[QUOTED TEXT]

However, most studies are based on molecular junctions with monometallic electrodes. It is rare for research attention to be paid to structures incorporating heterometallic electrodes. In 2003, the asymmetric electrode pairs with nanometer separation made of two distinct metals were fabricated for the first time, using the method involving the electrodeposition of a second metal on a pre-existing lithographically defined electrode. Its utility was demonstrated by making single-electron tunneling devices incorporating 2-nm gold nanocrystals22. In 2009, heterometallic nanogaps for molecular transport junctions were manufactured by Chen et al, based upon on-wire lithography technique, which chemically enables to synthesize a wide variety of nanowire-based structures23. Furthermore, they demonstrated that the molecular transport junctions consisting of a thiol-terminated oligo (phenylene ethynylene) (OPE) molecule assembled into heterometallic nanogaps exhibit molecular diode behavior. Recently, molecular junctions with asymmetric metallic electrodes have stimulated the interest of theoreticians, who have conducted several investigations of the topic. In 2011, Pan et al. paired an Au electrode with, respectively, Li, Pb, Ag electrodes sandwiching an OPE molecule to fabricate molecular junctions and study the current rectification induced by asymmetrical electrodes24. In 2012, Liu et al. investigated the effect of different electrodes on the Fano resonance of molecular devices composed of π-conjugated molecules anchored between Au and Ag electrodes25. Nevertheless, existing theoretical work does not provide a convincing explanation of Chen's experimental reports23. Although Pan et al. give a reasonable explanation of the rectification caused by asymmetrical electrodes24, their OPE molecule is different from that reported by Chen. The OPE molecule in Pan's research contains 3 benzene rings while that in Chen's experiment consists of 5 benzene rings with side groups. The effect of molecular length and side group on the rectification of heterometallic molecular junctions is still unknown. Consequently, the mechanism of the rectifying properties of heterometallic molecular junctions still needs to be comprehensively understood.

[SET TASK 1]
Summarize the passage on heterometallic molecular junctions in two sentences.
[SET TASK 2]
In the rows, starting with the line containing "For the benchmark, mark every instance of the silver" and going on through the end of the rows, replace "thickest" with "widest" and change nothing else. Give only those lines.

[DATA PROVIDED]

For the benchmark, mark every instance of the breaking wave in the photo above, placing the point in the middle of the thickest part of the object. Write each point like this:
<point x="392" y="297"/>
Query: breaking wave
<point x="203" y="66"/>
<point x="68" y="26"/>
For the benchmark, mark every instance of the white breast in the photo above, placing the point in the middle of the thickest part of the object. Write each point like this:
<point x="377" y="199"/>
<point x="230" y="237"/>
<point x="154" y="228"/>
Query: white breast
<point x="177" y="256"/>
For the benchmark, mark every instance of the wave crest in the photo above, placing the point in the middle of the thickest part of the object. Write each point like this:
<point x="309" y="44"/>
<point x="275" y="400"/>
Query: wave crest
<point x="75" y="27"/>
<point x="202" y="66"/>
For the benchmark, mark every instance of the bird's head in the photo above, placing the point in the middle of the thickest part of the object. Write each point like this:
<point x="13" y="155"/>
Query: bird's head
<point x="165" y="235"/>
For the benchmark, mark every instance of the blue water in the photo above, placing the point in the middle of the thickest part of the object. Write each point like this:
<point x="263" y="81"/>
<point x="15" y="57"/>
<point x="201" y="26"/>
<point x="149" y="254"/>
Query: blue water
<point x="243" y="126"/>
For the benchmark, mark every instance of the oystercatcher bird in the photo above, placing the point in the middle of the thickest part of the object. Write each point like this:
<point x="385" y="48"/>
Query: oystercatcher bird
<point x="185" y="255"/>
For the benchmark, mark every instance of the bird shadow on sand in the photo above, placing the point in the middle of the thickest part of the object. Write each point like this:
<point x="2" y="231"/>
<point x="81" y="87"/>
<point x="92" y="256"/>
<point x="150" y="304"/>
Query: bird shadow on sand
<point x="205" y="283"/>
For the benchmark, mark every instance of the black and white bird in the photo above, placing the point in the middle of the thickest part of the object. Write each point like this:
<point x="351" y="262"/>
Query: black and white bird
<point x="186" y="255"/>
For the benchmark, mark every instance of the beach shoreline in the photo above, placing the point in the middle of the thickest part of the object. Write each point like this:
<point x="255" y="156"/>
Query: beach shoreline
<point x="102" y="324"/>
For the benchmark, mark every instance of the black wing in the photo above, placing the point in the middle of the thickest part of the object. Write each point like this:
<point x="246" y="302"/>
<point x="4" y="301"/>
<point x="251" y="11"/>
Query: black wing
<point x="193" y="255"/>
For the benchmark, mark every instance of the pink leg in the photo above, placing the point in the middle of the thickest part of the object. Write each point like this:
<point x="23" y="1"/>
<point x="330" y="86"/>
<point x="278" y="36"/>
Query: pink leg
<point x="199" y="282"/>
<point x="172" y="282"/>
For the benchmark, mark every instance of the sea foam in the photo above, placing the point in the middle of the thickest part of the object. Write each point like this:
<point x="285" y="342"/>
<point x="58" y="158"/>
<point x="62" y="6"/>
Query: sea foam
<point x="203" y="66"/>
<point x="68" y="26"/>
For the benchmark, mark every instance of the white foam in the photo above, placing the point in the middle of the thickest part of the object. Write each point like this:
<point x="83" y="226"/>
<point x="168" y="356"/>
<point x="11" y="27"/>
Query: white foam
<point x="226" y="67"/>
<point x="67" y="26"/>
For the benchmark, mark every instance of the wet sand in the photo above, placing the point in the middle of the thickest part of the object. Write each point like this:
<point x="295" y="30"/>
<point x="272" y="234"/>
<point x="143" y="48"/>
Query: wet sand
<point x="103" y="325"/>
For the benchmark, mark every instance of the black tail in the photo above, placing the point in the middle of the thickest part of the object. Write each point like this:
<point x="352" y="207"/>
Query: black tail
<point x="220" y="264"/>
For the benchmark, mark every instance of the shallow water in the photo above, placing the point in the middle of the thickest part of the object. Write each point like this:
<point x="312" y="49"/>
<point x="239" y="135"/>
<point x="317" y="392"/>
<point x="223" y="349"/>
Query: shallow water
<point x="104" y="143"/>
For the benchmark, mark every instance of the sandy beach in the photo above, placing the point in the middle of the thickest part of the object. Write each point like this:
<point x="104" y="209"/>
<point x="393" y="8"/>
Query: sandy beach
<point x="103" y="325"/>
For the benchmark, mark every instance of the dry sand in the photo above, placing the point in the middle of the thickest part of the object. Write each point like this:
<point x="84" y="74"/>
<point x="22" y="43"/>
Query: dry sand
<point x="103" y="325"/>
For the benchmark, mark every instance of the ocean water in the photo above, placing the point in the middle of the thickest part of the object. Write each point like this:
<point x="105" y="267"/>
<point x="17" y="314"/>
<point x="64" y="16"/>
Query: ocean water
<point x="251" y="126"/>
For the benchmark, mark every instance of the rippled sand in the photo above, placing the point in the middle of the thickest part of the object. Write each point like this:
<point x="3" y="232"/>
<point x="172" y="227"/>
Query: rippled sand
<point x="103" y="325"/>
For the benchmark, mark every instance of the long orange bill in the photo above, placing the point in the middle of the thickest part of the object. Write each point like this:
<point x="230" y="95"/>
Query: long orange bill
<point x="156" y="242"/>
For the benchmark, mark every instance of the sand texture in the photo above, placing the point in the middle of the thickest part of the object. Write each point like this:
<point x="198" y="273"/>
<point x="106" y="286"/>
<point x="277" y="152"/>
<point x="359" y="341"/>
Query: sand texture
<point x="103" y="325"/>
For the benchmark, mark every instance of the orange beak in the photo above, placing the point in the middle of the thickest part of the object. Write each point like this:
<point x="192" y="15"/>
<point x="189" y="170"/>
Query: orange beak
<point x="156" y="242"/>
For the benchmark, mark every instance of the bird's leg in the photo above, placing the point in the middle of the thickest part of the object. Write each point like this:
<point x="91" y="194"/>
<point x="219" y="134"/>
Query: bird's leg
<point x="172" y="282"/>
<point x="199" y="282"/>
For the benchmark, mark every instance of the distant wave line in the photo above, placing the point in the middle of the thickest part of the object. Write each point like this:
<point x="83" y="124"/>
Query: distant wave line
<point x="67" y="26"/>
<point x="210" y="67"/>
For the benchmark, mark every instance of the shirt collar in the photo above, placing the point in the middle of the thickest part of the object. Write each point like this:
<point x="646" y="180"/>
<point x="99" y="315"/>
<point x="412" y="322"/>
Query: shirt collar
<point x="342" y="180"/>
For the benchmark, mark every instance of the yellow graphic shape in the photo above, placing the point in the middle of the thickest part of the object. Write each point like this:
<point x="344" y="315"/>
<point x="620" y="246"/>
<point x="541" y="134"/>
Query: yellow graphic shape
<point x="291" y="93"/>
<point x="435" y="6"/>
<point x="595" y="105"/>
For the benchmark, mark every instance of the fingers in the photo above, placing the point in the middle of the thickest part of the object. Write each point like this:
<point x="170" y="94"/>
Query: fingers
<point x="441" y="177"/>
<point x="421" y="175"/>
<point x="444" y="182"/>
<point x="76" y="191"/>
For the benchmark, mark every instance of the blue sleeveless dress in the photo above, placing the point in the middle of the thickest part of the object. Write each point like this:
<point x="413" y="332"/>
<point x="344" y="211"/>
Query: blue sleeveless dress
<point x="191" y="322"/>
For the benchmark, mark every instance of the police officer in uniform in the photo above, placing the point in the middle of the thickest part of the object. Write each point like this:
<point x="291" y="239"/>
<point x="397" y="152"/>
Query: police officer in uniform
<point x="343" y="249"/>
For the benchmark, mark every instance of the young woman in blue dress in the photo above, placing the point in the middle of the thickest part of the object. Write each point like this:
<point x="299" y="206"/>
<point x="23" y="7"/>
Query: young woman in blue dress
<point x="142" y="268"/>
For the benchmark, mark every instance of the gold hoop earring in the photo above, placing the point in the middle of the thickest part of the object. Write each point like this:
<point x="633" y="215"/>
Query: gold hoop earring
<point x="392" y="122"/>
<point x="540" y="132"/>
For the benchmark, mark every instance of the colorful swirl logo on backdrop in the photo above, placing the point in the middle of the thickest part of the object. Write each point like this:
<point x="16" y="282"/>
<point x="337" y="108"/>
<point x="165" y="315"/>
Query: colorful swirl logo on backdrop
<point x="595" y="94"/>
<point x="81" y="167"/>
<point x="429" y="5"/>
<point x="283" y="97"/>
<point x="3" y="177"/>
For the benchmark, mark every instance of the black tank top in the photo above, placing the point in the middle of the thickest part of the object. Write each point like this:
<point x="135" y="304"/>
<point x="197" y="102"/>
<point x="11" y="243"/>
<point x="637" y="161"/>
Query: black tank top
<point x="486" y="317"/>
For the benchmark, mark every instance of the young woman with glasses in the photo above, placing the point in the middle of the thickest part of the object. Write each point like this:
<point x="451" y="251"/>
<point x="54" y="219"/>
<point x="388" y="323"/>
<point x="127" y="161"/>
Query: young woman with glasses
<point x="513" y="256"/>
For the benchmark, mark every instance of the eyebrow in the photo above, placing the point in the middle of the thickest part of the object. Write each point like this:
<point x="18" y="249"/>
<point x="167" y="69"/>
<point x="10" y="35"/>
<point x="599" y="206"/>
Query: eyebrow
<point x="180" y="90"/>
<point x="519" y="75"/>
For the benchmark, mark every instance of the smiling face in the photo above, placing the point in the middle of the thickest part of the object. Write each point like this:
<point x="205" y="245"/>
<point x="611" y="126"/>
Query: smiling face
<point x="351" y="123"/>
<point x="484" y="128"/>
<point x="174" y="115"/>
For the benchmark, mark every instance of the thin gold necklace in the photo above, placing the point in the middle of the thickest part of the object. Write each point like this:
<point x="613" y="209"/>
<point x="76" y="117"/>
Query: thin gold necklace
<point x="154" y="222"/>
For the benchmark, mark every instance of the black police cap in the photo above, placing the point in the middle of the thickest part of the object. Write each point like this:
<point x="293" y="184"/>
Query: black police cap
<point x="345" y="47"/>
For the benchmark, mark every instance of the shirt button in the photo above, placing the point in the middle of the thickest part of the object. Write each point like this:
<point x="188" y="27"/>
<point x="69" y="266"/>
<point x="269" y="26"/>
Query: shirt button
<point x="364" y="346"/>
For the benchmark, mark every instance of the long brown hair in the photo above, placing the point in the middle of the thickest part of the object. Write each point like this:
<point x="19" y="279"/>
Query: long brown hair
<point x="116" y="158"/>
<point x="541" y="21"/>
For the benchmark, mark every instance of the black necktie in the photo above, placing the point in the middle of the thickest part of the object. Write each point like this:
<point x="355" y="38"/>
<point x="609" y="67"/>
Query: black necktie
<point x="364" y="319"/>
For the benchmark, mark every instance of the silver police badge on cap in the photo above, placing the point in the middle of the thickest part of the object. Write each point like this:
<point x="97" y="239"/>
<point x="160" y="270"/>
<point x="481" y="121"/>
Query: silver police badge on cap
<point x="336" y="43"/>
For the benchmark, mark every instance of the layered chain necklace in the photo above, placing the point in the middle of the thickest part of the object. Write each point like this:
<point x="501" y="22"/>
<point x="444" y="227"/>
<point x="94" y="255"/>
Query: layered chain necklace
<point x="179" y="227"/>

[TASK ANSWER 1]
Few studies of molecular junctions have looked at heterometallic electrodes, though such electrode pairs were first fabricated in 2003, and in 2009 Chen et al. made heterometallic nanogaps in which an OPE molecule showed molecular diode behavior. Theoretical work such as that of Pan et al. has not convincingly explained Chen's results, since it used a different OPE molecule with 3 benzene rings rather than 5 rings with side groups, so the rectifying mechanism of these junctions still needs to be comprehensively understood.

[TASK ANSWER 2]
For the benchmark, mark every instance of the silver police badge on cap in the photo above, placing the point in the middle of the widest part of the object. Write each point like this:
<point x="97" y="239"/>
<point x="160" y="270"/>
<point x="481" y="121"/>
Query: silver police badge on cap
<point x="336" y="43"/>
For the benchmark, mark every instance of the layered chain necklace in the photo above, placing the point in the middle of the widest part of the object. Write each point like this:
<point x="501" y="22"/>
<point x="444" y="227"/>
<point x="94" y="255"/>
Query: layered chain necklace
<point x="179" y="227"/>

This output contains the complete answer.